§ **PROBLEM STATEMENT**
Reproduce the records below in full and exactly, without their images.

[Point labeling examples]
_____

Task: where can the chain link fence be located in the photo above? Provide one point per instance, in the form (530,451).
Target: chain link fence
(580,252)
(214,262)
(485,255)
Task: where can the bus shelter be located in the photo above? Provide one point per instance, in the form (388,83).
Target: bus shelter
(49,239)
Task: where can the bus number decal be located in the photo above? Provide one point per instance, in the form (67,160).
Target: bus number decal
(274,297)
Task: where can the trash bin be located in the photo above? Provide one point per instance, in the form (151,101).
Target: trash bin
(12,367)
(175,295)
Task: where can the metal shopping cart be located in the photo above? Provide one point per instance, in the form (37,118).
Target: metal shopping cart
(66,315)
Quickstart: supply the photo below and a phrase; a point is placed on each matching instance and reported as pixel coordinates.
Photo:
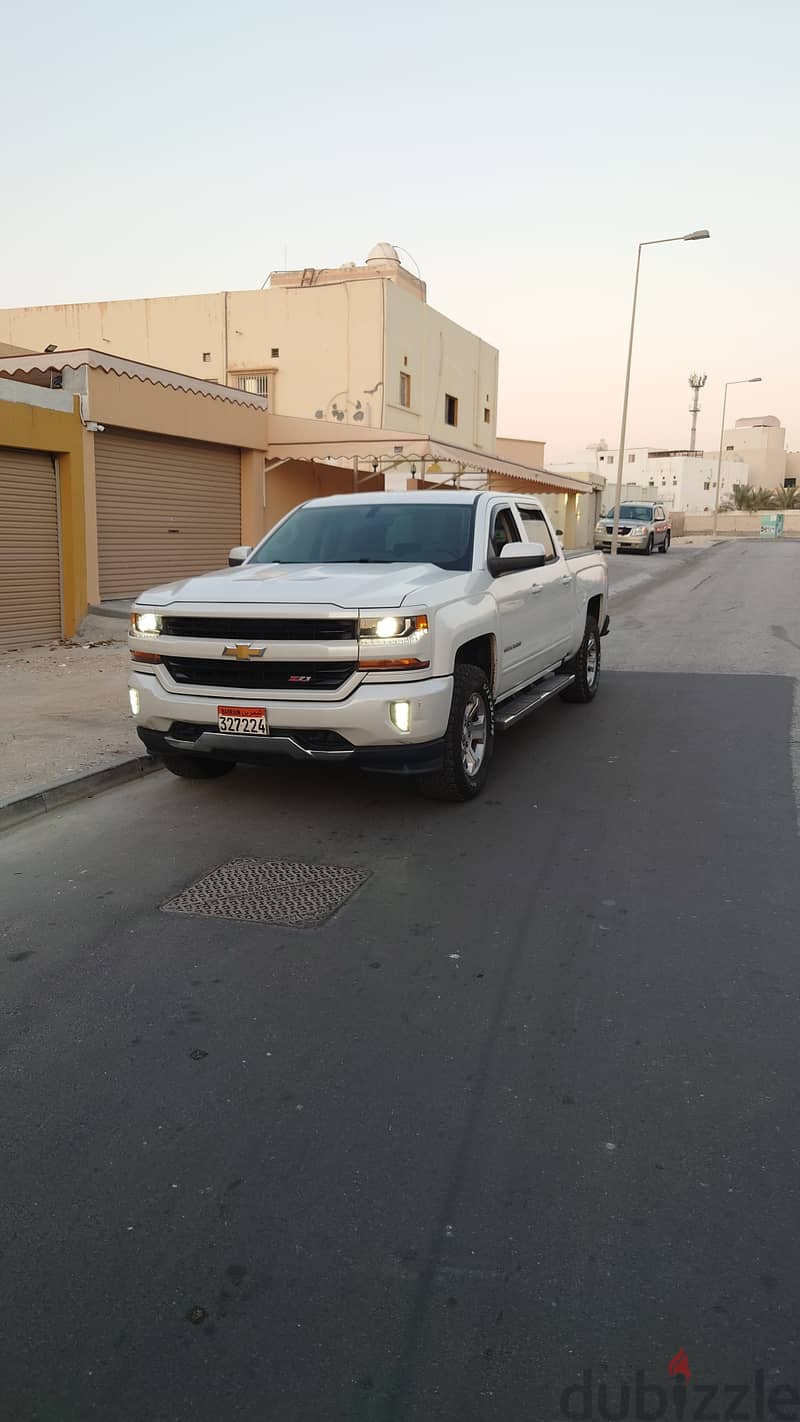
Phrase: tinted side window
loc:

_____

§ **TASK RESULT**
Task: where can the chain link fence be located in the photo above? Provide one point per instance, in the form (530,451).
Target: chain link fence
(580,252)
(214,262)
(485,255)
Task: where can the bus shelter be located in the photo above? Provide one point per instance, in the form (388,83).
Target: bus shelter
(49,239)
Task: where can the bus number decal be located in the photo above? Provide one point per instance, in the form (67,160).
Target: bus number decal
(274,297)
Task: where can the trash bin be located in the photo above? Provide one point per instance, in the form (151,101).
Target: trash bin
(12,367)
(175,295)
Task: where can the metal shopping cart be located in the photo above? Provide one point per instance, in the form (37,118).
Target: metal shopping cart
(66,315)
Quickstart: supply the photo below and a phrase; a point is placed on each matching instance and reported as pixel coordinates.
Photo:
Phrase: tinted side window
loc:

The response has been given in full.